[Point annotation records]

· · · · ·

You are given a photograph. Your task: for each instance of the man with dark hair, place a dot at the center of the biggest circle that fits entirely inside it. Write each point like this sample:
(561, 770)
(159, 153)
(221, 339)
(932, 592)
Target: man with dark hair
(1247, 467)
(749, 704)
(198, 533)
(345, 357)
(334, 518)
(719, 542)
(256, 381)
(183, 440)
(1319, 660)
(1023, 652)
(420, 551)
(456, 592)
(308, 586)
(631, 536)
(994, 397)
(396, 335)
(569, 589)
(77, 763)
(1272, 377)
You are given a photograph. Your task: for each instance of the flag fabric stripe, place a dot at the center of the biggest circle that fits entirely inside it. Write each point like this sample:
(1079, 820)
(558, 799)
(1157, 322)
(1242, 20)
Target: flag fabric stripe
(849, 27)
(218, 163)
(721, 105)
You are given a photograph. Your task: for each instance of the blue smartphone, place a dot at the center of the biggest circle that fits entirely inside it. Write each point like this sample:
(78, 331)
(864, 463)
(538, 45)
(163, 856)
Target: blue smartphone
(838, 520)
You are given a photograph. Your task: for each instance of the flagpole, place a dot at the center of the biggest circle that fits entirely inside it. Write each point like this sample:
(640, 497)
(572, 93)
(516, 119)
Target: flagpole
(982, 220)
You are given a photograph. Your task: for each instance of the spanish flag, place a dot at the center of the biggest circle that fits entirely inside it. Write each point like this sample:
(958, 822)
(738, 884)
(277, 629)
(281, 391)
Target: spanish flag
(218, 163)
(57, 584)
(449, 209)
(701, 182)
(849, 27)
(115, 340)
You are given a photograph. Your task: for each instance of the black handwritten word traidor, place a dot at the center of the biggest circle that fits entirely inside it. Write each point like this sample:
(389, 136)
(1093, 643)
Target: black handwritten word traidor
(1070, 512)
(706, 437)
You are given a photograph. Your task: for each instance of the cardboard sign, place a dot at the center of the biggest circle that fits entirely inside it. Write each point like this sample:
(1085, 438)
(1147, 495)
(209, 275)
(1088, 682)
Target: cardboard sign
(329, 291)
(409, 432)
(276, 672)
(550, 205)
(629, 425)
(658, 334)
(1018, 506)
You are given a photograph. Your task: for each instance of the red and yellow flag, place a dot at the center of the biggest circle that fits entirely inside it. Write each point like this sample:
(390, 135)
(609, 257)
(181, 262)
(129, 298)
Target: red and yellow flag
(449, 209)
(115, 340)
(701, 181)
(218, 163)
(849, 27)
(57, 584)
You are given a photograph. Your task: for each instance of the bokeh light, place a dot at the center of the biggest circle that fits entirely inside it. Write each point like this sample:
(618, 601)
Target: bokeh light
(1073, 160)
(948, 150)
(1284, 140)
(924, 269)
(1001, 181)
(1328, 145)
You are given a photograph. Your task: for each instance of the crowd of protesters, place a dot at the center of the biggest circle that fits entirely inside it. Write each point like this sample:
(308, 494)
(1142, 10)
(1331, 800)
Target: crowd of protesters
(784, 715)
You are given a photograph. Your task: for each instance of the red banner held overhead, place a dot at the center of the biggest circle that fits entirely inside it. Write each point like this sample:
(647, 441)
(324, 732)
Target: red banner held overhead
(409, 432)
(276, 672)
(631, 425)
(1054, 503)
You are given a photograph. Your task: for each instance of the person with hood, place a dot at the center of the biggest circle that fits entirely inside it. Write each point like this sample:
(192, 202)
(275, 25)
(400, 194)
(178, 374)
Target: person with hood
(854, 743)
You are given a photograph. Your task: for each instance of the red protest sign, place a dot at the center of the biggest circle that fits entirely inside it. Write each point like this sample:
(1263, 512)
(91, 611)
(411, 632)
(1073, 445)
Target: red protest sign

· · · · ·

TASK DETAILS: Exact copies of all the records are required.

THE ANSWER:
You are given a photograph. Your task: for each instance of the man with dark hair, place a dot at the center of the biggest circle that fits entirely inside it. Write each point like this sample:
(561, 770)
(159, 153)
(221, 339)
(932, 592)
Target: man with dark hair
(1247, 467)
(749, 704)
(198, 533)
(345, 357)
(334, 518)
(719, 542)
(256, 381)
(183, 440)
(1319, 660)
(1023, 652)
(420, 551)
(456, 592)
(308, 586)
(631, 536)
(994, 397)
(396, 335)
(569, 589)
(77, 763)
(1272, 377)
You are given a photograph. Your task: for each instance of the flag fabric stripe, place a dot at the center of the biggest circle that fits entirely inside it. Write each point like this sample:
(1079, 820)
(558, 799)
(1157, 322)
(1242, 20)
Target: flag fabric stripe
(849, 27)
(218, 163)
(721, 105)
You are given a photograph. Your task: for each instance of the blue smartphone, place a dot at the center of the biggest circle that fits entirely inside it. Write each point like this sample:
(78, 331)
(864, 463)
(538, 45)
(163, 856)
Target: blue smartphone
(838, 520)
You are given a photograph. Your task: for each instance of the flagpole, place a dot at the center of the biggest circle that fits entirely inside it. Write each point like this sample:
(640, 497)
(572, 93)
(516, 119)
Target: flagpole
(982, 220)
You are given a photograph. Your task: for each instance of the spanish flag, place a dot at the center of the biggest circle that fits entirely inside it. Write each point like this sample:
(958, 822)
(738, 884)
(277, 629)
(281, 391)
Target: spanish flag
(218, 163)
(57, 584)
(449, 209)
(701, 182)
(849, 27)
(115, 340)
You are given a photograph. Your task: for each instance of the black handwritten word traidor, place a dot at the center of the biggest circle that fits entirely inside it. Write each point like this sample:
(389, 136)
(1093, 643)
Target: black handwritten word traidor
(1070, 512)
(706, 437)
You are given a photograph. Your task: for each instance of the cardboard sign, place a dot at the center of the biggest circle that fits entirely inside it. Write each point like this sample:
(1085, 438)
(1147, 495)
(209, 275)
(1088, 682)
Target: cardboard sign
(329, 291)
(409, 432)
(276, 672)
(550, 205)
(629, 425)
(658, 334)
(1018, 506)
You are given a photograph. Your task: for each instance of the red and yellow flag, place a dot at the center of the biggest circle that fits entirely inside it. Write each point like this sample:
(390, 135)
(609, 257)
(181, 262)
(129, 298)
Target: red and yellow flag
(449, 209)
(115, 340)
(701, 181)
(218, 163)
(849, 27)
(57, 584)
You are given a photograph. Your task: for each instance of the bokeh light, place a dot at the center of the biggest circle that fits entirely inside it. Write each point like this sample:
(618, 601)
Target: bokeh light
(1073, 160)
(948, 150)
(1284, 140)
(924, 269)
(1001, 181)
(1328, 145)
You are given a photograph. Your task: for each instance of the crowd of protesters, place a dot at the center of the biggest circle that fits entirely inside it. Write each point like this sample:
(308, 494)
(1142, 10)
(1331, 800)
Target: crowd of protesters
(784, 715)
You are given a photograph. Your task: for each instance of the red banner held overhead, place a dot at the center of the biggest circle that fits entirely inside it. Write each point like this sample:
(647, 441)
(324, 732)
Target: red banner held overhead
(409, 432)
(276, 672)
(631, 425)
(1054, 503)
You are given a photograph. Your task: for each instance of the person with hood, place a dot at the center of the biggest circle that fits entirely inside it. Write each point like this sample:
(192, 202)
(275, 25)
(400, 194)
(178, 374)
Target: person with hood
(854, 743)
You are given a photograph. Your task: for each instance of the red protest sign, place a dot at the center of the biggest circle that fits entirely inside it. Write each point like this sample:
(1263, 512)
(91, 611)
(411, 632)
(1073, 445)
Target: red protest sign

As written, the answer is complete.